Copy the records below, swapping every "wood grain" for "grain pattern" and leaving everything else unchanged.

RECORDS FOR PROCESSING ->
# # # #

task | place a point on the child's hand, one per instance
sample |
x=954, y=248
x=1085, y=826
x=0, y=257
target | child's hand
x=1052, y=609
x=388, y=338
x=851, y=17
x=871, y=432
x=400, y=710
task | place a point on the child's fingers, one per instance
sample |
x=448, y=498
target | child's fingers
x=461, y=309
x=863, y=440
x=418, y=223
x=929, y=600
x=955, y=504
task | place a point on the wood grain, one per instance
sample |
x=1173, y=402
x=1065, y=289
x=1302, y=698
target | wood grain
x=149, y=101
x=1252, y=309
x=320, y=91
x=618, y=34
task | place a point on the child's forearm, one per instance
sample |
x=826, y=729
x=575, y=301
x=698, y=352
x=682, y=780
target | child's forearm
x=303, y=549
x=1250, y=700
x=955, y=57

# # # #

OUTPUT OF THE TASK ->
task | place a point on the child's hand, one per instance
sample |
x=954, y=248
x=1085, y=826
x=0, y=257
target | child's hand
x=1052, y=609
x=388, y=338
x=851, y=17
x=871, y=432
x=400, y=710
task | place a point on the child's fingers, one per instance
sample |
x=448, y=498
target | child's fingers
x=461, y=309
x=863, y=440
x=418, y=223
x=929, y=600
x=955, y=504
task | place a point on the grain pattern, one per instance
sample |
x=1173, y=402
x=1065, y=289
x=1302, y=698
target | grain pattern
x=149, y=101
x=1252, y=309
x=320, y=91
x=618, y=34
task | place a point on the child's forearm, one per instance
sample |
x=826, y=729
x=575, y=301
x=698, y=352
x=682, y=780
target | child's forearm
x=303, y=549
x=1250, y=700
x=955, y=57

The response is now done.